- [Records]
◆ ◆ ◆ ◆

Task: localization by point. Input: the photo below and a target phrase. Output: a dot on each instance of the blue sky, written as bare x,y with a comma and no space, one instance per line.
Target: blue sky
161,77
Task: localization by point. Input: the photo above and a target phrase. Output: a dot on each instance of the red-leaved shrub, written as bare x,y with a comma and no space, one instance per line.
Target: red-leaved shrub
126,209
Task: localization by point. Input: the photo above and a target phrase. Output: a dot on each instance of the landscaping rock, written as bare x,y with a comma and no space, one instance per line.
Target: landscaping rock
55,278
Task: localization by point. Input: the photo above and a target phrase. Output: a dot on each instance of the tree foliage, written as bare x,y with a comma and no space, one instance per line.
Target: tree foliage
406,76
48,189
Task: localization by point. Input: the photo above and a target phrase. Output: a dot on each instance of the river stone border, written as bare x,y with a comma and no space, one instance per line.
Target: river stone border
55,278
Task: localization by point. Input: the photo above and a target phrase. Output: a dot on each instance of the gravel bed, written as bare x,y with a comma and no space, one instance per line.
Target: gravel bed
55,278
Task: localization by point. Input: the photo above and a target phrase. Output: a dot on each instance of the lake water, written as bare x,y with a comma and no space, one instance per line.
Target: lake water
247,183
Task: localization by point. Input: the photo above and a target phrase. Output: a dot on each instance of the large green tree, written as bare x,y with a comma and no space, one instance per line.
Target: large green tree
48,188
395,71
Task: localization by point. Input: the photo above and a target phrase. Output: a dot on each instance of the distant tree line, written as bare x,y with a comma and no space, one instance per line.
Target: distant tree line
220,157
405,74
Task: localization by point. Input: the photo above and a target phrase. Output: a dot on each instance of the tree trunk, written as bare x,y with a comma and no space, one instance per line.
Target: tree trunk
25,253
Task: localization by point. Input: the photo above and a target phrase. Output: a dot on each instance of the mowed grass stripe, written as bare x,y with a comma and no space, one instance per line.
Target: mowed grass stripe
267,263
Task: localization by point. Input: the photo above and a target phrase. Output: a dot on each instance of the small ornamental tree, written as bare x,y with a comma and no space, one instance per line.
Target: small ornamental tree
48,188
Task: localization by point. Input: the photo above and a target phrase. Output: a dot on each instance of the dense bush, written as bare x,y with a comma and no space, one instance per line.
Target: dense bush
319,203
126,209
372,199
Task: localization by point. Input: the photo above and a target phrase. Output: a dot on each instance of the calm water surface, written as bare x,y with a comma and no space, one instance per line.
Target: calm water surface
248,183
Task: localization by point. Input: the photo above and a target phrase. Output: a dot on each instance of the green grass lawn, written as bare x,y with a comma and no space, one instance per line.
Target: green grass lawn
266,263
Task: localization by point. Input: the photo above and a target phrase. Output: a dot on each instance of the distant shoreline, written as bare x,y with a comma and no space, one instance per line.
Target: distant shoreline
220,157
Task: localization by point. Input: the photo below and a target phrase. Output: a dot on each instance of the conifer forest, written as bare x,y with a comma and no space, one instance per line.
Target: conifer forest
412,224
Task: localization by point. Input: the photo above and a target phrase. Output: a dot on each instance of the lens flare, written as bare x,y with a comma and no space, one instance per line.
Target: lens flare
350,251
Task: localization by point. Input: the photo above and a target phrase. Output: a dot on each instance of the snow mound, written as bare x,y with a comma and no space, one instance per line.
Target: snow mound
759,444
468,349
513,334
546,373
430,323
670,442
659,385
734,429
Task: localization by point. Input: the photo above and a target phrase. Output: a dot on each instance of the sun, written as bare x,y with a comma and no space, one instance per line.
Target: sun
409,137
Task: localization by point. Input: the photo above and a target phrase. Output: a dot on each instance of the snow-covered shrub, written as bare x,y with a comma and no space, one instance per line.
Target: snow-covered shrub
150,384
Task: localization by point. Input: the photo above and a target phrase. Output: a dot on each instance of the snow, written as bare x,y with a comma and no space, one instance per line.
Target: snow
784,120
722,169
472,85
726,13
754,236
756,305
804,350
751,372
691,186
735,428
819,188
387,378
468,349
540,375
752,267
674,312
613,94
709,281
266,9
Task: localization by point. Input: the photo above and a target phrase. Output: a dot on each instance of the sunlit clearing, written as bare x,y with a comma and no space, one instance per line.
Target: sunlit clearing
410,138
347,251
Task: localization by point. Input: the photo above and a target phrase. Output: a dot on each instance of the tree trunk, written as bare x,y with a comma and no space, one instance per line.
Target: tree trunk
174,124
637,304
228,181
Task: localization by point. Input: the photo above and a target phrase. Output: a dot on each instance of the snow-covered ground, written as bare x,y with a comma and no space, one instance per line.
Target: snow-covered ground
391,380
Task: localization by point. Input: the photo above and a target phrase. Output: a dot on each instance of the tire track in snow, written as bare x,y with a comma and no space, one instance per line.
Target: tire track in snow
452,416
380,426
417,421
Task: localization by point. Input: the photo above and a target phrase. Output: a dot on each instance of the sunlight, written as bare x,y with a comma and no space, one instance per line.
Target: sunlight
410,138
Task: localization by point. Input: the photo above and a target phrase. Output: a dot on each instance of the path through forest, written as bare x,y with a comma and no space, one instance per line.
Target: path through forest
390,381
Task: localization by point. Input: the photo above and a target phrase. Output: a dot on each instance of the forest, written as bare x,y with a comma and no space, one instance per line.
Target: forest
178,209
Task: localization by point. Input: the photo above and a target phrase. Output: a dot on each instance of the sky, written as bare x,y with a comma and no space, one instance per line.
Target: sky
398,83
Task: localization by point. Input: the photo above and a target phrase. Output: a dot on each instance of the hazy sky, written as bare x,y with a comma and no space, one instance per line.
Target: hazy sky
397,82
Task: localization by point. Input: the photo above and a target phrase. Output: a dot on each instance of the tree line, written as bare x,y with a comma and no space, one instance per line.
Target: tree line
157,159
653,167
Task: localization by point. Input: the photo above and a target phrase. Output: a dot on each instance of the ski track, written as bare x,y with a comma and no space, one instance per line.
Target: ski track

◆ ◆ ◆ ◆

- [Exercise directions] Nothing in the entries should be skipped. Output them all exactly.

- [Expected output]
Task: localization by point. Input: the photo below and a target phrase. Output: a dot on each instance of the blue sky, written as bare x,y with a comma and no space, one instance per line.
Target: blue sky
161,77
Task: localization by point. Input: the photo above and a target phrase. Output: a dot on each instance of the red-leaved shrub, written as bare x,y with a comma and no space, one instance per line.
Target: red-leaved shrub
126,209
Task: localization by point. Input: the photo above and a target phrase. Output: a dot on each instance of the landscaping rock, written as bare x,y with a comma and no space, one instance per line.
Target: landscaping rock
55,278
Task: localization by point. Input: the photo above and a target phrase. Output: a dot on each instance of the tree foliage, written as bare x,y with a comma and no space, one instance per line.
Target: tree foliage
406,76
48,189
Task: localization by point. Input: the photo above and a target phrase. Output: a dot on each instance of the river stone border, written as bare x,y with a comma and no space, one instance per line.
Target: river stone border
55,278
Task: localization by point. Input: the photo above and a target phrase. Output: a dot on each instance of the gravel bed, written as bare x,y with a comma and no space, one instance per line.
Target: gravel bed
55,278
Task: localization by point. Input: the photo above and a target phrase. Output: a dot on each instance of the lake water, written as bare x,y with a comma and no space, one instance per line.
Target: lake water
247,183
Task: localization by point. Input: the photo above and a target phrase. Output: a dot on each instance of the large green tree, written as bare x,y with a comma and no space, one instance per line.
Target: large green tree
48,188
395,71
Task: localization by point. Input: the photo above and a target phrase. Output: a dot on each instance of the distant tree line, written as bare x,y with a comma and no space, one instance per line.
Target: distant tree line
220,157
405,74
Task: localization by point. Input: the photo above and a target phrase. Output: a dot on each instance of the tree trunk, written as bare x,y with a comma and no space, one instance per line.
Target: tree trunk
25,253
Task: localization by point. Input: the photo above and a target phrase. Output: a dot on each instance of the mowed grass stripe, written as bare x,y with a comma and no space, one instance per line.
Target: mowed grass stripe
267,263
Task: localization by point. Input: the photo above and a target phrase. Output: a dot on each instance of the small ornamental tree, written as bare x,y with a comma and no space, one instance per line.
Target: small ornamental tree
48,188
Task: localization by point. Input: the photo above and a target phrase. Output: a dot on each instance of the dense bush, written as bare x,y with a comma and no space, one instance per line.
Target: dense bush
319,203
126,209
372,199
Task: localization by point. Input: the photo above and a target phrase. Output: a dot on each instance of the calm water surface, written as bare x,y with a comma and no space, one instance per line.
Target: calm water surface
248,183
Task: localization by point. Input: the photo above and a target phrase. Output: a dot on each instance of the green grass lawn, written as bare x,y with a comma and no space, one instance per line.
Target: green grass lawn
266,263
Task: localization by point. Input: the photo above and a target phrase. Output: a dot on each instance of the distant shoreline, written as bare x,y with a comma and no space, one instance per line.
Target: distant shoreline
220,157
Task: localization by point. Input: the photo below and a target phrase. Output: a dot on each instance of the conifer forest, written as bare x,y with a comma and no space, one instance per line.
Target: conifer forest
412,224
Task: localization by point. Input: the photo above and a target phrase. Output: a dot on each instance of the lens flare, written as bare x,y with a comma and no space, one instance per line.
Target: lens flare
350,251
Task: localization by point. Input: the photo above and a target phrase. Output: a dot on each instance of the snow mound, written as bare x,y with a comma and no space, one instance per line.
Target: snow mound
759,444
468,349
513,334
546,373
430,323
670,442
659,385
734,429
Task: localization by point. Input: the photo above and a target phrase. Output: a dot on each instance of the sun, written as bare x,y with a comma and no space, one instance per line.
Target: sun
409,137
Task: localization by point. Input: the photo above and a target phrase. Output: a dot on each instance of the snow-covered shrub, written as bare x,y with a comma and no space, one instance per line.
Target: snow-covered shrub
150,384
Task: localization by point. Input: the photo above and a target phrase. Output: a dot on each instance of the snow, written as bare x,y with a comma and no space, one instance per line.
Target: snow
784,120
722,169
472,85
726,13
754,236
756,305
804,350
751,372
691,186
735,428
819,188
387,378
468,349
540,375
752,267
674,312
613,94
709,281
266,9
Task: localization by point. Input: the photo above and a target phrase. Output: a dot on each instance of the sunlit clearing, written as bare x,y with a comma and no space, one instance per line.
Target: sunlit clearing
410,138
347,251
Task: localization by point. Input: the photo above and a target phrase. Output: a dot on each instance of the tree trunk, written as bare x,y with a comma and no space, one instance per line.
Target: tree trunk
174,124
637,304
228,181
Task: localization by point. Input: the photo above and a target phrase. Output: a dot on each instance of the snow-covered ground, written as bare x,y with a comma and no space, one instance per line.
Target: snow-covered ground
391,380
Task: localization by point. Input: the photo above and a target phrase. Output: a dot on each instance of the tire track in snow, written as bare x,y with a comma and no space, one instance per line.
Target: tire track in snow
452,416
380,426
417,421
Task: localization by point. Input: the photo above and a target phrase. Output: a dot on each instance of the sunlight, written as bare x,y with a comma and no space, one instance per line.
Target: sunlight
410,138
Task: localization by point. Input: the photo above and a target phrase. Output: a dot on each instance of the path through forest, written as bare x,y with a comma and no space, one instance per line.
Target: path through forest
390,381
Task: localization by point. Input: the photo above and a target phrase. Output: a dot on each instance of the forest, written as bare x,y with a comma and no space, one instance per line.
Target: forest
178,209
Task: localization by point. Input: the photo above and a target phrase. Output: a dot on each instance of the sky, written as bare x,y with a comma and no space, one instance per line.
Target: sky
398,83
Task: localization by point. Input: the photo above and a target phrase. Output: a dot on each instance of the hazy sky, written as bare x,y with a comma and no space, one instance per line.
Target: hazy sky
397,82
Task: localization by point. Input: the photo above and a target phrase. Output: a dot on each instance of the tree line, written as bare x,y with a comma and no space, one instance per line.
Target: tree line
157,159
653,167
Task: localization by point. Input: the photo above and a target phrase. Output: a dot on each instance of the ski track, written as bare x,y with a comma and no space, one instance per line.
Target: ski track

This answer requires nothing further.